SET TASK
Report every line in the data below that contains the word "shirt", copying each one in full.

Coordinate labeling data
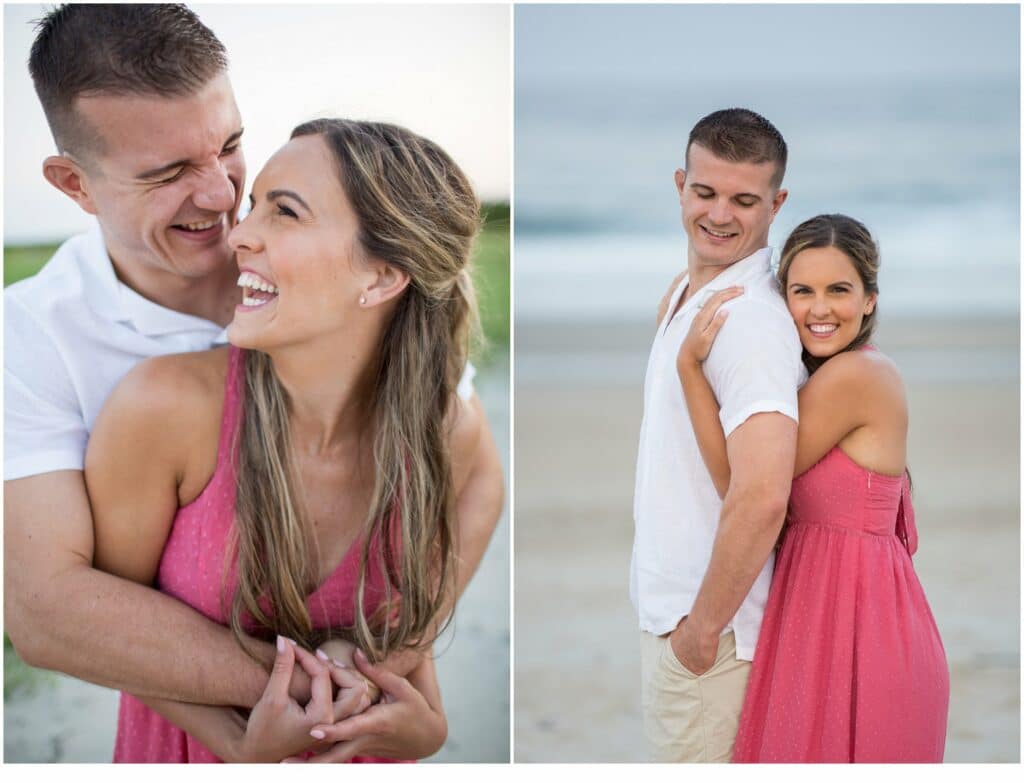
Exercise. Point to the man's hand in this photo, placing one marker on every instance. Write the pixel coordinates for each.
(695, 653)
(403, 726)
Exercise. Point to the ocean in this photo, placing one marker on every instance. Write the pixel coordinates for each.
(931, 166)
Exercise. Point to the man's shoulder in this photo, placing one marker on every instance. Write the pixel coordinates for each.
(758, 310)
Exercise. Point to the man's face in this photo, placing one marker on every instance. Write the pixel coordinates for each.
(167, 185)
(727, 207)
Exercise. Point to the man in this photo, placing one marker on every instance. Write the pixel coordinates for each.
(701, 566)
(148, 134)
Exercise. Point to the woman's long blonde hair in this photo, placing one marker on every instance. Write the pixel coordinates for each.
(417, 212)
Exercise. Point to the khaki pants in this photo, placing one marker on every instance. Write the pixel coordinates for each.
(687, 718)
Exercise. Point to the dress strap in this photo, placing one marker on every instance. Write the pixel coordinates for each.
(906, 529)
(230, 418)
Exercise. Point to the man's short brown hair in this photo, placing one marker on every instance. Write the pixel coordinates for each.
(110, 49)
(742, 136)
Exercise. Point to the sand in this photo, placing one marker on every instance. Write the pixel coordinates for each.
(578, 408)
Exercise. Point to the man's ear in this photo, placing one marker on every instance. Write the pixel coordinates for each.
(387, 283)
(68, 177)
(680, 182)
(777, 202)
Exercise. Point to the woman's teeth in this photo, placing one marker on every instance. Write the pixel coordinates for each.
(254, 290)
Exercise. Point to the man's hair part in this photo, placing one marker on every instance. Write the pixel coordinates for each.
(111, 49)
(741, 136)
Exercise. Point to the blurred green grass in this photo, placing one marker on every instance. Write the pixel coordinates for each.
(491, 275)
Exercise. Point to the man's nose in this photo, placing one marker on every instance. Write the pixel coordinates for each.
(720, 213)
(214, 190)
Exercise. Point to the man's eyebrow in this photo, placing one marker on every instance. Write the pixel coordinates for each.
(168, 168)
(737, 196)
(271, 194)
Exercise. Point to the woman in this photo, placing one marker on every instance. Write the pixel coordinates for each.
(849, 665)
(301, 483)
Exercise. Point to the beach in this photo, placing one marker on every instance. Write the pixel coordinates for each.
(578, 411)
(60, 719)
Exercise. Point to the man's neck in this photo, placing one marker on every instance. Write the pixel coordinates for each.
(699, 273)
(212, 297)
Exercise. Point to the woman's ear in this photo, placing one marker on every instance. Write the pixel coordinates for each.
(386, 284)
(869, 305)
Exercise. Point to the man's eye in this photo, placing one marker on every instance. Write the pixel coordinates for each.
(173, 178)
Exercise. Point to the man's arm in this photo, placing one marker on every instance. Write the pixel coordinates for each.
(761, 455)
(61, 613)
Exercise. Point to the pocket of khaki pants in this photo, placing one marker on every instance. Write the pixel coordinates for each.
(672, 663)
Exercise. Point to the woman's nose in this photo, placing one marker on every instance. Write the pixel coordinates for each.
(243, 237)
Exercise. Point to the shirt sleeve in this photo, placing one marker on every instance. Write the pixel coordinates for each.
(465, 388)
(754, 365)
(44, 429)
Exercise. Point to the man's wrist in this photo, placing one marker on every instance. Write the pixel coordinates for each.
(701, 629)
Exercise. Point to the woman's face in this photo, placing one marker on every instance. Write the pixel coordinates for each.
(298, 255)
(826, 299)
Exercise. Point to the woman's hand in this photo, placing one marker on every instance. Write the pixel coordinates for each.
(705, 329)
(340, 653)
(403, 726)
(279, 726)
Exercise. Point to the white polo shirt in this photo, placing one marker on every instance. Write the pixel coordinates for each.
(754, 366)
(71, 333)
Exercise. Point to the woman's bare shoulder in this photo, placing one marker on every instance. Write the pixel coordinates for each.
(464, 421)
(863, 375)
(175, 382)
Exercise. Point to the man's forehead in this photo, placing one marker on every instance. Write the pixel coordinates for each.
(157, 129)
(704, 167)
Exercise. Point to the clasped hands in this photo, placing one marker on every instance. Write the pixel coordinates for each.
(336, 728)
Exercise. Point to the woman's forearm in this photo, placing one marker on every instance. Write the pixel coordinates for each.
(707, 426)
(219, 729)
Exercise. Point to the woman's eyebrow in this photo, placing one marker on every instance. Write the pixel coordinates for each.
(291, 194)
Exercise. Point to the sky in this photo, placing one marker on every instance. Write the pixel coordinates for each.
(723, 42)
(441, 71)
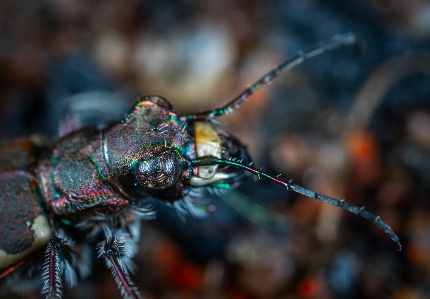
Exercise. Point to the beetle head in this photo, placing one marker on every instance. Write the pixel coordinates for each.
(149, 153)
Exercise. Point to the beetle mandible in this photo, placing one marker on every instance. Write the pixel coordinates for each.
(55, 200)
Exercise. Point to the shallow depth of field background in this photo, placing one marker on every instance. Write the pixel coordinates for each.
(350, 124)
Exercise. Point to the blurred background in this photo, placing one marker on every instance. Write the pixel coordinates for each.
(350, 124)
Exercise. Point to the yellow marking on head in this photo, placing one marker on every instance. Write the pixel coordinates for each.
(42, 234)
(207, 143)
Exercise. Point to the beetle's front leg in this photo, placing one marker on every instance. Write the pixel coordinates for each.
(116, 251)
(51, 269)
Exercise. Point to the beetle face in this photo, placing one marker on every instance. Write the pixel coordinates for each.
(159, 172)
(149, 153)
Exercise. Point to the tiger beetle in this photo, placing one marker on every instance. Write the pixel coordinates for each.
(56, 201)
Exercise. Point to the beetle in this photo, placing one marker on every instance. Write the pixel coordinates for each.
(55, 200)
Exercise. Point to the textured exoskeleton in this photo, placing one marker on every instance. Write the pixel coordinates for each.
(55, 200)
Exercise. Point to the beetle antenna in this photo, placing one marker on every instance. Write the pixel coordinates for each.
(301, 56)
(211, 160)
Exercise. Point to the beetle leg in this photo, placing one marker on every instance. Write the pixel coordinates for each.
(118, 260)
(51, 269)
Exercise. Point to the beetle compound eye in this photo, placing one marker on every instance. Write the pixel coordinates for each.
(159, 172)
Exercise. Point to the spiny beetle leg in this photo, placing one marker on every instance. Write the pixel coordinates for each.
(118, 260)
(51, 269)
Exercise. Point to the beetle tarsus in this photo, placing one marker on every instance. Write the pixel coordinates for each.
(51, 269)
(118, 260)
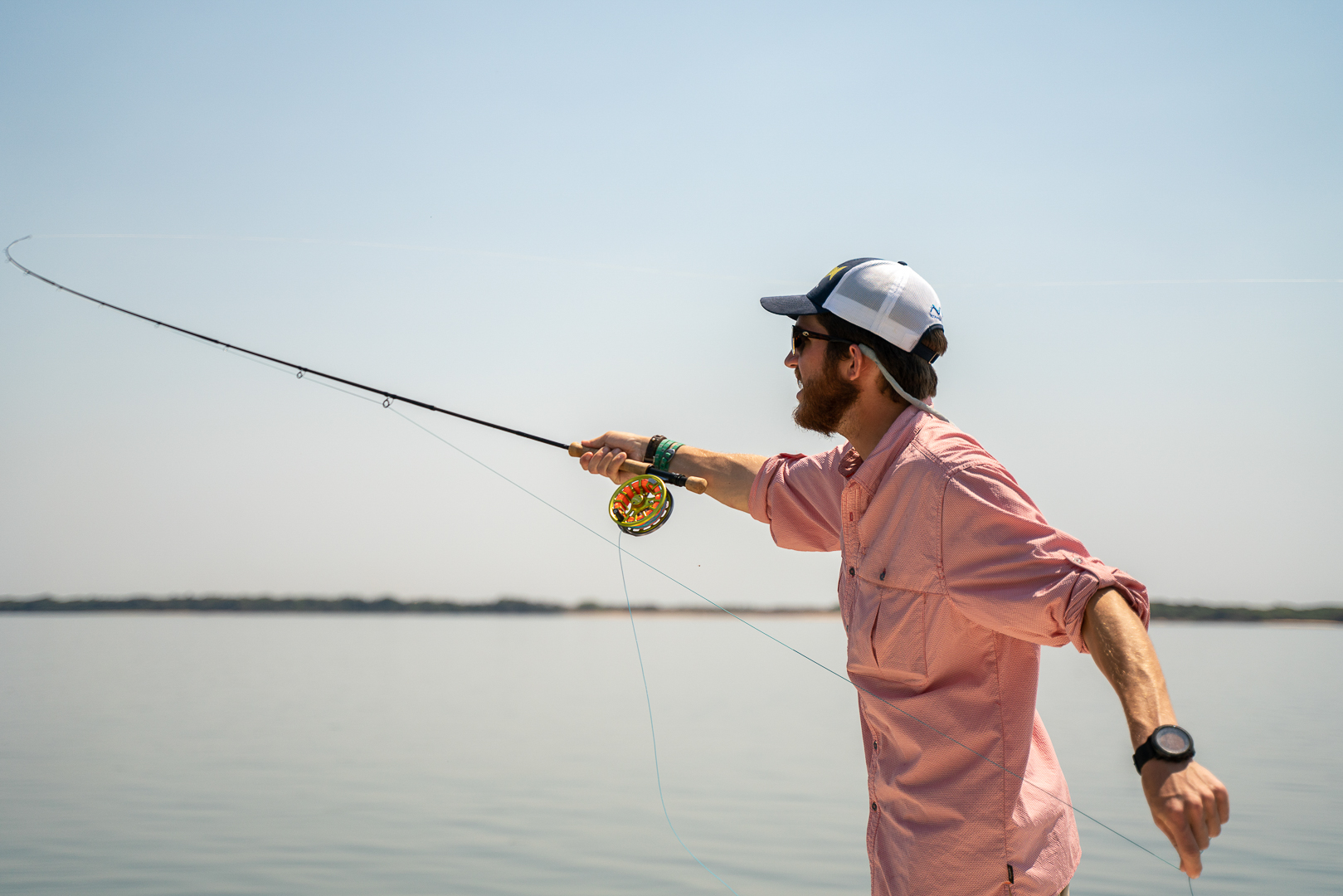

FINISHED ANSWER
Exercise. Point to the shirt sleeve in this photo, placing one marker on every instance. Write the pixel coordinates for each.
Exercise. Point to the white polo shirt in this photo, placing one marker on every instance. Write the pixel coordinates for each.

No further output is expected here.